WHAT YOU SHOULD DO: Turn every line of the listing below into a Markdown table with two columns, "Row" and "Line". Put the row number in the first column and the line in the second, and leave out blank lines.

┌──

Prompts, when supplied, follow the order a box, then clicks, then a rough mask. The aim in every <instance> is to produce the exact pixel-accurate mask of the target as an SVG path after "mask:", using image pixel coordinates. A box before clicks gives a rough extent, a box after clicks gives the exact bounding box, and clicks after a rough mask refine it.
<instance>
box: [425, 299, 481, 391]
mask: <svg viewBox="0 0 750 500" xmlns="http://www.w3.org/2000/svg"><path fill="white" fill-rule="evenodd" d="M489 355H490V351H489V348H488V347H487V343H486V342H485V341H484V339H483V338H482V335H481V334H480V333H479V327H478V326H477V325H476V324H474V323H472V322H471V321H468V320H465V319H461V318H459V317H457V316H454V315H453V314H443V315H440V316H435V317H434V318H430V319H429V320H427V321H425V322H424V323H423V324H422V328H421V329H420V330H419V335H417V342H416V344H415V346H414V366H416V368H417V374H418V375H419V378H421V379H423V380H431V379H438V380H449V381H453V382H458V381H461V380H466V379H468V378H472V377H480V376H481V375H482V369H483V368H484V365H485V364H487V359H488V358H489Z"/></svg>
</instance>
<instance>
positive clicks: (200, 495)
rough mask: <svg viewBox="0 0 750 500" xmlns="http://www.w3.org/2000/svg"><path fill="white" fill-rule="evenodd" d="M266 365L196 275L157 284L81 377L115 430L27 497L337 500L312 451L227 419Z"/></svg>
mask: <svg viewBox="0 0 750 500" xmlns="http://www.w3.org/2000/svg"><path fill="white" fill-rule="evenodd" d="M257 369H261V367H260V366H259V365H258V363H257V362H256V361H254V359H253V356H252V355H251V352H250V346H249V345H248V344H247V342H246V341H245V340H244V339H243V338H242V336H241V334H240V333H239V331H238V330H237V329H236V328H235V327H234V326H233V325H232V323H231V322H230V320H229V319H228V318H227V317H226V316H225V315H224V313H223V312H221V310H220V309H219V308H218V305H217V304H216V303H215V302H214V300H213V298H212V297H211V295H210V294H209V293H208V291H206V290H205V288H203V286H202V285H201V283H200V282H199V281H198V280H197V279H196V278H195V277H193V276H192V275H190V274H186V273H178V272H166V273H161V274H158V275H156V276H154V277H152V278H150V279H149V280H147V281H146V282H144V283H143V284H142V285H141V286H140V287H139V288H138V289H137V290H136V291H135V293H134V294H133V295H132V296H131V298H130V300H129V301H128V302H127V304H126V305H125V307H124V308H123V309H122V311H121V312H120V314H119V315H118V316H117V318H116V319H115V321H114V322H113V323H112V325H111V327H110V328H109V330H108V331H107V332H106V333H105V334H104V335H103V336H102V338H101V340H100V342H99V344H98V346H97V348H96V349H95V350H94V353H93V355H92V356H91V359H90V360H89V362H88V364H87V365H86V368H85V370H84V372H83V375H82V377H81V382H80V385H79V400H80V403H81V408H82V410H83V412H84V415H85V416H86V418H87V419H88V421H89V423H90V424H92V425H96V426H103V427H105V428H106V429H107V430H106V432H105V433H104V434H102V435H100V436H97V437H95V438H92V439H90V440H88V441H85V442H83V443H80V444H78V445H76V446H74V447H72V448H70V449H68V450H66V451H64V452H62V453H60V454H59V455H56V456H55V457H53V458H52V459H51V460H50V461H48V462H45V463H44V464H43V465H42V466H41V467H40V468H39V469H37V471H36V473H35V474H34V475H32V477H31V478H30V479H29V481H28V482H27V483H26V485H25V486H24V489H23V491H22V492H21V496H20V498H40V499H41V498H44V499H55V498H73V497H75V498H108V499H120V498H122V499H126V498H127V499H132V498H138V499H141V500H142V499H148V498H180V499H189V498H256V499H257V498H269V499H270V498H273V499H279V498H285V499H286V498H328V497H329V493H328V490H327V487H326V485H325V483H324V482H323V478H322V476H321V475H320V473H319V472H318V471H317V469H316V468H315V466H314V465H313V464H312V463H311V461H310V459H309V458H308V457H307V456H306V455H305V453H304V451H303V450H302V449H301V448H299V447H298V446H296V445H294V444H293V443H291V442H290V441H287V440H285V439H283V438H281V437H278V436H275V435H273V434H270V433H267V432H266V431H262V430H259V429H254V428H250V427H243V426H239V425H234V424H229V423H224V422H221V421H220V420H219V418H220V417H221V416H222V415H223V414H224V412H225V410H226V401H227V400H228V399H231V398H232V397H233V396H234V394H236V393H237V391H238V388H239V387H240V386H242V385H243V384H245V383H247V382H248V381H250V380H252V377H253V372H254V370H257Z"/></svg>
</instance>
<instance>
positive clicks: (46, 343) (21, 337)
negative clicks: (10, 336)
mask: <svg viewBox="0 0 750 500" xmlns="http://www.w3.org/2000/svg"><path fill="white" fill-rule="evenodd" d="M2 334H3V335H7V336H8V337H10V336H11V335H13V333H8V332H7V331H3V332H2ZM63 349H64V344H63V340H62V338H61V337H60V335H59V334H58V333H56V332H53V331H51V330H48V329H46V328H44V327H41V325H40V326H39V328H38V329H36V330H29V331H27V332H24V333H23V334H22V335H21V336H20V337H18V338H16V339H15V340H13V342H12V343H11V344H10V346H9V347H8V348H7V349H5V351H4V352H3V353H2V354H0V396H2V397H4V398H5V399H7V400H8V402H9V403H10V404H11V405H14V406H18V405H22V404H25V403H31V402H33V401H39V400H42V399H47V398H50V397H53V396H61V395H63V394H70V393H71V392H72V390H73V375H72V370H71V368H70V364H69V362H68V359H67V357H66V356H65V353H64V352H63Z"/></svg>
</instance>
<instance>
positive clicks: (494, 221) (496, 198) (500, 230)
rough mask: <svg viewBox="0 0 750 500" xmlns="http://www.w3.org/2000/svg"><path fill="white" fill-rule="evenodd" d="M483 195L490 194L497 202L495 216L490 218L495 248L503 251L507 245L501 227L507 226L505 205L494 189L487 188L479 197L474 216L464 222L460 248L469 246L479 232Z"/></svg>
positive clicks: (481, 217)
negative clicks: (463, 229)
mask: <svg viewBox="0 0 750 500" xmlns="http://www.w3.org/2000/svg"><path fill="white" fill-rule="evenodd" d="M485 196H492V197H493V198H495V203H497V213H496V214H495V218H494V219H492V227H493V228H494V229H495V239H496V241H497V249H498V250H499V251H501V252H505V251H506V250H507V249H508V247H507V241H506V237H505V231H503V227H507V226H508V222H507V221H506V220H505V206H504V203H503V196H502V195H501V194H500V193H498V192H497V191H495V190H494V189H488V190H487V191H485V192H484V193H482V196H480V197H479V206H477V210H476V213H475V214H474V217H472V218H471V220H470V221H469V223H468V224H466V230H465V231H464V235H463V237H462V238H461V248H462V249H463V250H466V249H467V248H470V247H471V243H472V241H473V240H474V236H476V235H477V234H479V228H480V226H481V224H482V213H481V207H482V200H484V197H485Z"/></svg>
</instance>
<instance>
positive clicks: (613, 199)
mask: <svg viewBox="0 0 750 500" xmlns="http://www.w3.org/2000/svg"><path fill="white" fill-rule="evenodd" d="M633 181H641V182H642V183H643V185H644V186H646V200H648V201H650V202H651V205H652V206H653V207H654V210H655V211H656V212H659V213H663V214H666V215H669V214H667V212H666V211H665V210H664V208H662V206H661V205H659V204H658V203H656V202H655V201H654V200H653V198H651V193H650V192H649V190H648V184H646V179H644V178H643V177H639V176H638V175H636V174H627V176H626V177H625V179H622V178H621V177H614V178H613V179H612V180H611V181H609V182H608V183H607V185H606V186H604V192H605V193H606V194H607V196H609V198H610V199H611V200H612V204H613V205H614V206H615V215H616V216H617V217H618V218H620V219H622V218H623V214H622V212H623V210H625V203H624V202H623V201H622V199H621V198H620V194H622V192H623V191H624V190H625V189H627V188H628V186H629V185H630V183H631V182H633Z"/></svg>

└──

SOLVED PROBLEM:
| Row | Line |
|---|---|
| 1 | Prompts, when supplied, follow the order a box, then clicks, then a rough mask. The aim in every <instance> is to produce the exact pixel-accurate mask of the target as an SVG path after "mask:", using image pixel coordinates. A box before clicks gives a rough extent, a box after clicks gives the exact bounding box, and clicks after a rough mask refine it. |
| 2 | <instance> |
| 3 | box: [425, 299, 481, 391] |
| 4 | mask: <svg viewBox="0 0 750 500" xmlns="http://www.w3.org/2000/svg"><path fill="white" fill-rule="evenodd" d="M489 355H490V351H489V348H488V347H487V343H486V342H485V341H484V339H483V338H482V335H481V334H480V333H479V327H478V326H477V325H476V324H474V323H472V322H471V321H468V320H465V319H461V318H459V317H457V316H454V315H453V314H443V315H440V316H435V317H434V318H430V319H429V320H427V321H425V322H424V323H423V324H422V328H421V329H420V330H419V335H417V342H416V344H415V346H414V366H416V368H417V374H418V375H419V378H421V379H423V380H431V379H438V380H449V381H453V382H458V381H461V380H466V379H468V378H472V377H480V376H481V375H482V369H483V368H484V365H485V364H487V359H488V358H489Z"/></svg> |
| 5 | </instance> |
| 6 | <instance> |
| 7 | positive clicks: (200, 495) |
| 8 | rough mask: <svg viewBox="0 0 750 500" xmlns="http://www.w3.org/2000/svg"><path fill="white" fill-rule="evenodd" d="M266 365L196 275L157 284L81 377L115 430L27 497L337 500L312 451L227 419Z"/></svg> |
| 9 | mask: <svg viewBox="0 0 750 500" xmlns="http://www.w3.org/2000/svg"><path fill="white" fill-rule="evenodd" d="M257 369H261V367H260V366H259V365H258V363H257V362H256V361H254V359H253V356H252V355H251V352H250V346H249V345H248V344H247V342H246V341H245V340H244V339H243V338H242V336H241V334H240V333H239V331H238V330H237V329H236V328H235V327H234V326H233V325H232V323H231V322H230V320H229V319H228V318H227V317H226V316H225V315H224V313H223V312H221V310H220V309H219V308H218V305H217V304H216V303H215V302H214V300H213V298H212V297H211V295H210V294H209V293H208V291H206V290H205V288H203V286H202V285H201V283H200V282H199V281H198V280H197V279H196V278H195V277H193V276H192V275H190V274H186V273H178V272H166V273H161V274H158V275H156V276H154V277H152V278H150V279H149V280H147V281H146V282H144V283H143V284H142V285H141V286H140V287H139V288H138V289H137V290H136V291H135V293H134V294H133V295H132V296H131V298H130V300H129V301H128V302H127V304H126V305H125V307H124V308H123V309H122V311H121V312H120V314H119V315H118V316H117V318H116V319H115V321H114V322H113V323H112V325H111V327H110V328H109V330H108V331H107V332H106V333H105V334H104V335H103V336H102V338H101V340H100V342H99V344H98V346H97V348H96V349H95V350H94V353H93V355H92V356H91V359H90V360H89V362H88V364H87V365H86V368H85V370H84V372H83V375H82V377H81V382H80V385H79V400H80V403H81V408H82V410H83V412H84V415H85V416H86V418H87V419H88V421H89V423H90V424H92V425H96V426H103V427H105V428H106V429H107V430H106V432H105V433H104V434H102V435H100V436H97V437H95V438H92V439H90V440H88V441H85V442H83V443H80V444H78V445H76V446H74V447H72V448H70V449H68V450H66V451H64V452H62V453H60V454H59V455H56V456H55V457H53V458H52V459H51V460H50V461H48V462H45V463H44V464H43V465H42V466H41V467H40V468H39V469H37V471H36V473H35V474H34V475H32V477H31V478H30V479H29V481H28V482H27V483H26V485H25V486H24V489H23V491H22V492H21V496H20V498H40V499H41V498H44V499H55V498H73V497H75V498H108V499H120V498H122V499H126V498H127V499H132V498H138V499H141V500H142V499H148V498H180V499H189V498H256V499H257V498H269V499H270V498H273V499H279V498H285V499H286V498H328V497H329V493H328V490H327V487H326V485H325V483H324V482H323V478H322V476H321V475H320V473H319V472H318V471H317V469H316V468H315V466H314V465H313V464H312V463H311V461H310V459H309V458H308V457H307V456H306V455H305V453H304V451H303V450H302V449H301V448H299V447H298V446H296V445H294V444H293V443H291V442H290V441H287V440H285V439H283V438H281V437H278V436H275V435H273V434H270V433H267V432H266V431H262V430H259V429H254V428H250V427H243V426H239V425H234V424H229V423H224V422H221V421H220V420H219V418H220V417H221V416H222V415H223V414H224V412H225V410H226V401H227V400H228V399H231V398H232V397H233V396H234V394H236V393H237V391H238V388H239V387H240V386H242V385H243V384H245V383H247V382H248V381H250V380H252V377H253V372H254V370H257Z"/></svg> |
| 10 | </instance> |
| 11 | <instance> |
| 12 | positive clicks: (46, 343) (21, 337) |
| 13 | negative clicks: (10, 336) |
| 14 | mask: <svg viewBox="0 0 750 500" xmlns="http://www.w3.org/2000/svg"><path fill="white" fill-rule="evenodd" d="M2 334H3V335H7V336H8V337H10V336H11V335H13V333H8V332H7V331H3V332H2ZM63 349H64V344H63V340H62V338H61V337H60V335H59V334H58V333H56V332H53V331H51V330H48V329H46V328H44V327H41V325H40V326H39V328H38V329H36V330H29V331H27V332H24V333H23V334H22V335H21V336H20V337H18V338H16V339H15V340H13V342H12V343H11V344H10V346H9V347H8V348H7V349H5V351H4V352H3V353H2V354H0V396H2V397H4V398H5V399H7V400H8V402H9V403H10V404H11V405H14V406H18V405H22V404H25V403H31V402H33V401H39V400H42V399H47V398H50V397H53V396H61V395H63V394H70V393H71V392H72V390H73V375H72V370H71V368H70V364H69V362H68V359H67V357H66V356H65V353H64V352H63Z"/></svg> |
| 15 | </instance> |
| 16 | <instance> |
| 17 | positive clicks: (494, 221) (496, 198) (500, 230) |
| 18 | rough mask: <svg viewBox="0 0 750 500" xmlns="http://www.w3.org/2000/svg"><path fill="white" fill-rule="evenodd" d="M483 195L490 194L497 202L495 216L490 218L495 248L503 251L507 245L501 227L507 226L505 205L494 189L487 188L479 197L474 216L464 222L460 248L469 246L479 232Z"/></svg> |
| 19 | positive clicks: (481, 217) |
| 20 | negative clicks: (463, 229) |
| 21 | mask: <svg viewBox="0 0 750 500" xmlns="http://www.w3.org/2000/svg"><path fill="white" fill-rule="evenodd" d="M485 196H492V197H493V198H495V203H497V213H496V214H495V218H494V219H492V227H493V228H494V229H495V239H496V241H497V249H498V250H499V251H501V252H505V251H506V250H507V249H508V247H507V241H506V237H505V231H503V227H507V226H508V222H507V221H506V220H505V206H504V203H503V196H502V195H501V194H500V193H498V192H497V191H495V190H494V189H488V190H487V191H485V192H484V193H482V196H480V197H479V206H477V210H476V213H475V214H474V217H472V218H471V220H470V221H469V223H468V224H466V230H465V231H464V235H463V237H462V238H461V248H462V249H463V250H466V249H467V248H470V247H471V243H472V241H473V240H474V236H476V235H477V234H479V228H480V226H481V224H482V213H481V207H482V200H484V197H485Z"/></svg> |
| 22 | </instance> |
| 23 | <instance> |
| 24 | positive clicks: (613, 199) |
| 25 | mask: <svg viewBox="0 0 750 500" xmlns="http://www.w3.org/2000/svg"><path fill="white" fill-rule="evenodd" d="M633 181H641V182H642V183H643V185H644V186H646V200H648V201H650V202H651V205H652V206H653V207H654V210H655V211H656V212H659V213H663V214H666V215H669V214H667V212H666V211H665V210H664V208H662V206H661V205H659V204H658V203H656V202H655V201H654V200H653V198H651V193H650V192H649V190H648V184H646V179H644V178H643V177H639V176H638V175H636V174H627V176H626V177H625V179H622V178H621V177H614V178H613V179H612V180H611V181H609V182H608V183H607V185H606V186H604V192H605V193H606V194H607V196H609V198H610V199H611V200H612V204H613V205H614V206H615V215H616V216H617V217H618V218H620V219H622V218H623V214H622V212H623V210H625V203H624V202H623V201H622V199H621V198H620V194H622V192H623V191H624V190H625V189H627V188H628V186H629V185H630V183H631V182H633Z"/></svg> |